§ **TAREFA PROPOSTA**: No trecho sobre a intimidade na era dos aplicativos, liste os assuntos sobre os quais as duas senhoras deixaram de falar quando a conversa ficou mais complexa.

Bahia Pra Você

Manda nudes! A intimidade na era dos aplicativos

Professor Leonardo Campos

Um dia desses, lá em 2017, durante uma travessia irritante por um engarrafamento em Salvador, me detive a um diálogo entre duas senhoras, provavelmente evangélicas. Elas estavam incomodadas por conta do uso pouco limitado do celular por parte dos jovens que fazem parte de seus respectivos círculos familiares. Uma reclamava do neto, a outra da sobrinha. A conversa foi se tornando menos divertida e mais complexa quando elas deixaram de falar sobre a louça deixada na pia, a casa sem varrer e até mesmo as atividades escolares colocadas para escanteio. Uma revelação no mínimo curiosa se estabeleceu. Uma delas dizia, em meio ao diálogo, que “o pior foi que a menina ficou enviando foto de calcinha para o colega da escola e na semana seguinte ele tinha espalhado para todo mundo”.

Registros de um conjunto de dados
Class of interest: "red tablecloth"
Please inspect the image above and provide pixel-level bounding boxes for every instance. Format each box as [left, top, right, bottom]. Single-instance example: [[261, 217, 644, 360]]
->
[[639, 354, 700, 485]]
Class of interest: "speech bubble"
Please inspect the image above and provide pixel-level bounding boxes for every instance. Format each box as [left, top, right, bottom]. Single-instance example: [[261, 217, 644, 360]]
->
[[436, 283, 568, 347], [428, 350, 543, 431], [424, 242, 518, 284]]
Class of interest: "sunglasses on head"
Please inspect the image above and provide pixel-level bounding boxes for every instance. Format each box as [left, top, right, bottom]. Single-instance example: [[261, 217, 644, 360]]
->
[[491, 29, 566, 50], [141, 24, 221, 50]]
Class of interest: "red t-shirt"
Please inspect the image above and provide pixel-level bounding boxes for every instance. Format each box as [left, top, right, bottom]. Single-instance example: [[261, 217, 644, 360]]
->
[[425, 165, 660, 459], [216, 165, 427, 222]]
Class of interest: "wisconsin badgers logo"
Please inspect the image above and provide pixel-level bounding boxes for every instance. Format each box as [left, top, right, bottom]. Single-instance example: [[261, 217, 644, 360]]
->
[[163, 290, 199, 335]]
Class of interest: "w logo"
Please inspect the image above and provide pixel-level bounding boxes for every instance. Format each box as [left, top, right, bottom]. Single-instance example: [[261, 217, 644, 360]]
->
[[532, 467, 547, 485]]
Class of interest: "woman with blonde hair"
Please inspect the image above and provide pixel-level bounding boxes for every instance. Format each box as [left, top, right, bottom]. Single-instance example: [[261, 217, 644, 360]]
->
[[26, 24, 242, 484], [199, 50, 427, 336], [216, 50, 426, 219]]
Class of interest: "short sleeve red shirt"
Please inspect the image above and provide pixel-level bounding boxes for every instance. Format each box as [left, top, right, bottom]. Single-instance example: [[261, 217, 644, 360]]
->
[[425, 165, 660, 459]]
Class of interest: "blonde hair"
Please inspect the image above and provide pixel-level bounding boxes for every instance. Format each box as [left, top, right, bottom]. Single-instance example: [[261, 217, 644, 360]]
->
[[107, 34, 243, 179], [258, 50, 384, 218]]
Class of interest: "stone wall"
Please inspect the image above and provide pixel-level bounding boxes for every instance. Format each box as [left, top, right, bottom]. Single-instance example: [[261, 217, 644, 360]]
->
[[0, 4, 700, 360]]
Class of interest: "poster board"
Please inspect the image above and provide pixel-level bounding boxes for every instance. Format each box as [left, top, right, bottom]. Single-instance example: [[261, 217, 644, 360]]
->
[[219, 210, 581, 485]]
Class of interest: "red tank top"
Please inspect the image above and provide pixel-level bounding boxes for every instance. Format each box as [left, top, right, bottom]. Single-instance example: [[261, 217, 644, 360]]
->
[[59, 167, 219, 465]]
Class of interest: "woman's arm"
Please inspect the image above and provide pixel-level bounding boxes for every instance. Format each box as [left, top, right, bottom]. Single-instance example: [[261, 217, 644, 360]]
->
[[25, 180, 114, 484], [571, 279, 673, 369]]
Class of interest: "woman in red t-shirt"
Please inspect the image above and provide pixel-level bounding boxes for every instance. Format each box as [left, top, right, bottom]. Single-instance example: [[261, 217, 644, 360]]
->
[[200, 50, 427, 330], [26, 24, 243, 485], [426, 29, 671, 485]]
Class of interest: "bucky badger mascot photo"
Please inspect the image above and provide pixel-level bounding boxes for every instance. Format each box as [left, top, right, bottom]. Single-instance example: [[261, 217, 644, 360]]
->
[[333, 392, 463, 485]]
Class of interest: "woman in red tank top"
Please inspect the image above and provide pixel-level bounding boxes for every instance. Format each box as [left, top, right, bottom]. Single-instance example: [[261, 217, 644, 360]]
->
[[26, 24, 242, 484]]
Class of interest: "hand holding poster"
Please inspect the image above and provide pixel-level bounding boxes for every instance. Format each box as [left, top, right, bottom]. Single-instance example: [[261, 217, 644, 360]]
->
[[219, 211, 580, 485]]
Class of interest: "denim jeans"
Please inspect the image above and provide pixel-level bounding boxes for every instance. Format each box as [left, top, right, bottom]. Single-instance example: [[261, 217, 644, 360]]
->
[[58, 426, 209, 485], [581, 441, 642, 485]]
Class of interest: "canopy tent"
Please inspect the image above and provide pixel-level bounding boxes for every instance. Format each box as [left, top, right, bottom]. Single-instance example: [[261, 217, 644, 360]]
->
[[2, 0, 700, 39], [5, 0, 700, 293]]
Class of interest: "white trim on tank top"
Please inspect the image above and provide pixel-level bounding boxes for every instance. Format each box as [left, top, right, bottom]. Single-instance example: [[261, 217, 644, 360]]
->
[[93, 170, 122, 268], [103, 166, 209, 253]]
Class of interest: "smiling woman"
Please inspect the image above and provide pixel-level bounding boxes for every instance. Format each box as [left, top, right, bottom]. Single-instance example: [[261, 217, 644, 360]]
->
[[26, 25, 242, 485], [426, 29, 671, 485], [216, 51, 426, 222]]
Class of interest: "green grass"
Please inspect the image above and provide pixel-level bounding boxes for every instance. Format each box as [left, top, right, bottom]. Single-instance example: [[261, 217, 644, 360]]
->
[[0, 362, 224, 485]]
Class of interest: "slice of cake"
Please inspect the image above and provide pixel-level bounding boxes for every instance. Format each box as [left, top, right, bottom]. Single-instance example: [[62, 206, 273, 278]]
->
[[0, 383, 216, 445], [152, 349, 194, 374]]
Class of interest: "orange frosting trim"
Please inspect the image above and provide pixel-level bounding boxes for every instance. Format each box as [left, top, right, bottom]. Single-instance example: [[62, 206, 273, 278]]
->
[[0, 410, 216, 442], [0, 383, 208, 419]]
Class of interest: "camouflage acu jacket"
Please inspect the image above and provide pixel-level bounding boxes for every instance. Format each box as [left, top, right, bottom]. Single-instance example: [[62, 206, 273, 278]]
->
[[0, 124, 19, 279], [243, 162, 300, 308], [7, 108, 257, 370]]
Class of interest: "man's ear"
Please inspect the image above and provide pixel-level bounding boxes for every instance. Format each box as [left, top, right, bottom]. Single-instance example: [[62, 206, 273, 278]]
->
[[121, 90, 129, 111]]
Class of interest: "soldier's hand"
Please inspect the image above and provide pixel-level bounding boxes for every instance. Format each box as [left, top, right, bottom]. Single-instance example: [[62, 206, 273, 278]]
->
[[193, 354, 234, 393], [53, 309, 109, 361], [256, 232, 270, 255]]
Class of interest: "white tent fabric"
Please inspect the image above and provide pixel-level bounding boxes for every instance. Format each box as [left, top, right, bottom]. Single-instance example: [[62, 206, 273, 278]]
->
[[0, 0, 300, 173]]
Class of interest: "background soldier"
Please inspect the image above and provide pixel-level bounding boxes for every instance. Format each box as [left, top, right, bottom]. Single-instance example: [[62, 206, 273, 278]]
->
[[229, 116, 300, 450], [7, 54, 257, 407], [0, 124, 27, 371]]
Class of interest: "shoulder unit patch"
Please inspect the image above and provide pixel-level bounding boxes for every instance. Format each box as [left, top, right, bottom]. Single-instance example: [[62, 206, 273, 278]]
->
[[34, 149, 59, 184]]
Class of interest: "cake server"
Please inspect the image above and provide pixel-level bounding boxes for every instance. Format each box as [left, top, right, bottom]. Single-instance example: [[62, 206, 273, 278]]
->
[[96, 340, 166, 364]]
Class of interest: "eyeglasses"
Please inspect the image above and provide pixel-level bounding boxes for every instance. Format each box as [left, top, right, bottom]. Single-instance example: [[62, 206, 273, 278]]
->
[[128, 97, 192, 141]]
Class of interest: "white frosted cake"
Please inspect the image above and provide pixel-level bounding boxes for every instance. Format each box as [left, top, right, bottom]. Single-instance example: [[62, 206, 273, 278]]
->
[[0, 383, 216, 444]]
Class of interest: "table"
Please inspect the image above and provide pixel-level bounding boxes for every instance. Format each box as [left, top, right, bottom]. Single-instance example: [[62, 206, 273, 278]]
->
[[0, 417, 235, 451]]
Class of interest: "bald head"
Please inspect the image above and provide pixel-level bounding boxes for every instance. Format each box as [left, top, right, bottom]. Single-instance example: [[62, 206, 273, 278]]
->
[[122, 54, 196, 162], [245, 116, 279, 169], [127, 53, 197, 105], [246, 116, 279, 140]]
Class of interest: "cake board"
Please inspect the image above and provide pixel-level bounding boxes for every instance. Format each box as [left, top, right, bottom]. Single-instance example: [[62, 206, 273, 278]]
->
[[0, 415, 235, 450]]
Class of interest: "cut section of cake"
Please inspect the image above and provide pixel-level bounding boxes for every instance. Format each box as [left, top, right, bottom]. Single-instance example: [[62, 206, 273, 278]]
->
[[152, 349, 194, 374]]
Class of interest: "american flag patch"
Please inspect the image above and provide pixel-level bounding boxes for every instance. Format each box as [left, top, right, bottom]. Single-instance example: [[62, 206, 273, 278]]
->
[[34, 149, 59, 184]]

§ **RESPOSTA REDIGIDA**:
- a louça deixada na pia
- a casa sem varrer
- as atividades escolares colocadas para escanteio